Passage for review: Begin

OpenAI GPT-5.2 Achieves Human Expert Performance

OpenAI has launched GPT-5.2, less than a month after the release of its predecessor, GPT-5.1. This rapid update follows an internal "Code Red" alert issued by CEO Sam Altman, which reportedly focused development efforts on enhancing ChatGPT.

Performance Benchmarks and Expert-Level Capabilities

GPT-5.2 demonstrates significant advancements across several evaluation metrics. In OpenAI's GDPval test, designed to assess AI performance in 44 real-world professional tasks, GPT-5.2 Thinking achieved a 70.9% win or draw rate, while GPT-5.2 Pro reached 74.1%. This indicates that the model performs better than or at least as well as human experts in over 70% of these knowledge-work scenarios, which include tasks like creating presentations, spreadsheets, and reports. For comparison, GPT-5 Thinking scored 38.8%, Google's Gemini 3 Pro achieved 53.3%, and Anthropic's Claude Opus 4.5 scored 59.6%. OpenAI stated that GPT-5.2 is its "first model to reach human expert level."

Passage for review: End
Extracted information: Begin

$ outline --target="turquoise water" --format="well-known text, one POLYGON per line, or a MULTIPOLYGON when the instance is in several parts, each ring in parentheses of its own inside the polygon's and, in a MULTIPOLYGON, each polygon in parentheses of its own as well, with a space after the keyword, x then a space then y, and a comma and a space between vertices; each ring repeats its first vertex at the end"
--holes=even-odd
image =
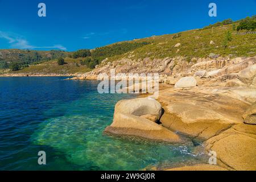
POLYGON ((139 170, 196 162, 191 143, 174 145, 104 133, 115 103, 97 81, 0 78, 1 170, 139 170), (47 165, 38 164, 44 151, 47 165))

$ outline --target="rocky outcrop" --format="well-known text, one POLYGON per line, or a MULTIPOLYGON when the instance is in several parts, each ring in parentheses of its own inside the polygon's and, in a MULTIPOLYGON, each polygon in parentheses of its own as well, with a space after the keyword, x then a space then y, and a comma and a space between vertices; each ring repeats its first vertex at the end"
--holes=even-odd
POLYGON ((196 86, 196 80, 192 76, 185 77, 179 80, 176 84, 175 88, 189 88, 196 86))
POLYGON ((247 84, 252 84, 253 80, 256 76, 256 64, 241 71, 238 73, 240 80, 247 84))
POLYGON ((114 120, 105 131, 114 134, 141 136, 168 142, 181 142, 174 133, 159 125, 163 113, 161 105, 149 98, 139 98, 118 102, 115 108, 114 120), (147 115, 147 117, 145 115, 147 115), (155 117, 152 122, 148 119, 155 117))
POLYGON ((161 118, 163 125, 205 140, 234 124, 242 123, 242 115, 249 104, 223 94, 225 92, 200 88, 161 90, 158 100, 166 111, 161 118))
POLYGON ((256 125, 256 103, 251 105, 243 115, 245 123, 256 125))

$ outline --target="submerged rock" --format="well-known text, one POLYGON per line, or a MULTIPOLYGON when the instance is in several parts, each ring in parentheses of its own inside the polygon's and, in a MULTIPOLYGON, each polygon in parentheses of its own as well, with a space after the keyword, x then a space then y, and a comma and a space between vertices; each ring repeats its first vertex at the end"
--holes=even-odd
POLYGON ((228 169, 216 165, 201 164, 171 168, 166 171, 228 171, 228 169))
POLYGON ((160 103, 149 98, 120 101, 115 105, 113 122, 105 131, 164 142, 181 142, 174 133, 143 117, 150 115, 152 118, 154 115, 155 122, 158 122, 163 114, 160 103))

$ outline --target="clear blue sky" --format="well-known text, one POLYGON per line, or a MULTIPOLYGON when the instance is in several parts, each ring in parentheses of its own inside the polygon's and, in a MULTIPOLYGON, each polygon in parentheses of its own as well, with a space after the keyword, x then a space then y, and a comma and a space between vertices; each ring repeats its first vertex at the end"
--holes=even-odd
POLYGON ((0 49, 94 48, 255 14, 256 0, 0 0, 0 49), (46 17, 38 16, 40 2, 46 17))

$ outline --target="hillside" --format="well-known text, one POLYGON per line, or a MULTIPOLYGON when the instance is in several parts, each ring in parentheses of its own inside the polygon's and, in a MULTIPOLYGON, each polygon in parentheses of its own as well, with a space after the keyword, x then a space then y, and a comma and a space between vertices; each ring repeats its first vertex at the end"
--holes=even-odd
POLYGON ((201 29, 152 36, 75 52, 0 50, 0 69, 2 73, 75 74, 102 67, 113 61, 125 64, 123 61, 118 62, 124 59, 129 59, 129 64, 133 64, 145 59, 152 61, 176 57, 182 57, 183 61, 190 63, 195 61, 195 59, 207 58, 210 54, 230 58, 253 57, 256 55, 256 34, 245 32, 254 31, 255 24, 255 16, 234 22, 228 19, 201 29), (67 64, 57 65, 56 59, 60 57, 65 57, 67 64), (18 63, 19 70, 8 71, 14 62, 18 63))

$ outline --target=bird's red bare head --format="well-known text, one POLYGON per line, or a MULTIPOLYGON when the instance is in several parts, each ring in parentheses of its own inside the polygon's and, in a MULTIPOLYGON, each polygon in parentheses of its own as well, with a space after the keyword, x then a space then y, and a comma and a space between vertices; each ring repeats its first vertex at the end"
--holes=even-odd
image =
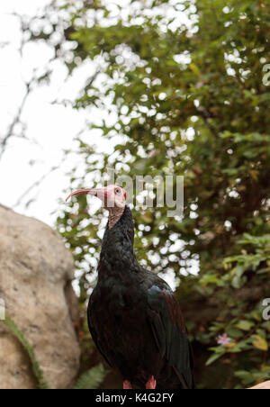
POLYGON ((82 194, 96 196, 103 202, 104 207, 109 211, 113 210, 113 208, 124 209, 126 206, 127 193, 123 188, 117 185, 109 185, 105 188, 78 189, 70 194, 66 201, 71 196, 82 194))

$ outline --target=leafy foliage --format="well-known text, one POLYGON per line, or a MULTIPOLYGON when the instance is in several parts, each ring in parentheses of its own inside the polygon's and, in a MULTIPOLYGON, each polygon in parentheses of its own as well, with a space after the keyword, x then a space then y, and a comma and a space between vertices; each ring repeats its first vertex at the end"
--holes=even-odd
MULTIPOLYGON (((37 378, 38 388, 41 390, 49 390, 50 385, 48 384, 46 379, 44 378, 44 373, 40 368, 39 362, 35 357, 33 348, 30 345, 28 340, 25 339, 22 330, 18 328, 15 322, 10 317, 6 317, 3 321, 4 325, 10 330, 10 331, 14 335, 14 337, 19 340, 25 349, 31 364, 32 373, 37 378)), ((98 389, 100 384, 104 382, 107 371, 104 369, 102 364, 99 364, 87 372, 85 372, 77 379, 76 384, 74 386, 75 390, 85 390, 85 389, 98 389)))
POLYGON ((38 381, 38 387, 39 389, 49 389, 50 386, 47 383, 47 381, 44 378, 44 373, 41 370, 39 362, 36 359, 33 348, 32 345, 30 345, 29 341, 24 337, 22 330, 18 328, 18 326, 15 324, 15 322, 9 317, 6 316, 5 320, 3 321, 4 325, 10 330, 10 331, 14 335, 15 338, 19 340, 24 350, 26 351, 29 359, 31 361, 32 373, 34 374, 35 377, 38 381))
MULTIPOLYGON (((98 67, 74 107, 107 117, 93 120, 88 139, 78 140, 85 172, 71 171, 70 187, 100 183, 108 166, 133 179, 184 175, 182 222, 167 218, 167 208, 135 203, 138 257, 179 283, 195 356, 212 352, 208 367, 201 366, 212 374, 198 372, 200 387, 269 378, 269 322, 261 310, 270 291, 270 90, 263 83, 270 60, 268 2, 87 5, 68 2, 59 9, 54 3, 44 22, 62 13, 54 25, 62 33, 57 45, 46 31, 32 37, 51 43, 70 73, 90 60, 98 67), (96 153, 96 132, 111 144, 122 137, 113 154, 96 153), (194 308, 195 298, 203 308, 194 308), (222 333, 230 341, 216 346, 222 333)), ((79 270, 82 303, 94 277, 101 220, 100 213, 89 216, 85 197, 58 220, 79 270)))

Extracted information: End

# Task requirements
A – Write out the GPT-5.2 article again from "OpenAI GPT-5.2 Achieves" up to and including "on enhancing ChatGPT.", substituting "forerunner" for "predecessor".
B – Continue the GPT-5.2 article from its last sentence.
The data was drawn from a separate source.

# Your written answers
A –
OpenAI GPT-5.2 Achieves Human Expert Performance

OpenAI has launched GPT-5.2, less than a month after the release of its forerunner, GPT-5.1. This rapid update follows an internal "Code Red" alert issued by CEO Sam Altman, which reportedly focused development efforts on enhancing ChatGPT.

B –
Abstract Reasoning and Intelligence Gains

The ARC-AGI-2 test, which evaluates abstract reasoning and is considered an "AI Turing Test," showed substantial improvement. GPT-5.2 Thinking scored 52.9%, and GPT-5.2 Pro reached 54.2%. This marks a threefold increase from GPT-5.1 Thinking's previous score of 17.6%. Gemini 3 Pro, upon its release three weeks prior, scored 31.1%.

Multimodal and Technical Proficiency

GPT-5.2 also exhibits enhanced capabilities in programming, mathematics, and multimodality. On SWE Bench Pro, an advanced programming benchmark covering four languages, GPT-5.2 Thinking achieved 55.6% accuracy, and 80% on SWE bench Verified. In mathematics, GPT-5.2 Thinking scored a perfect 100% on the AIME 2025 (American Invitational Mathematics Examination) without using external tools, marking the first AI model to achieve this.

For multimodal tasks, OpenAI reported approximately halved error rates. CharXiv Reasoning (scientific chart reasoning) accuracy reached 88.7%, and ScreenSpot Pro (software interface understanding) achieved 86.3%. The model also reduced hallucinations by 30% compared to its predecessor. OpenAI acknowledged that "Like all models, GPT-5.2 is not perfect. For anything important, please double-check its answers."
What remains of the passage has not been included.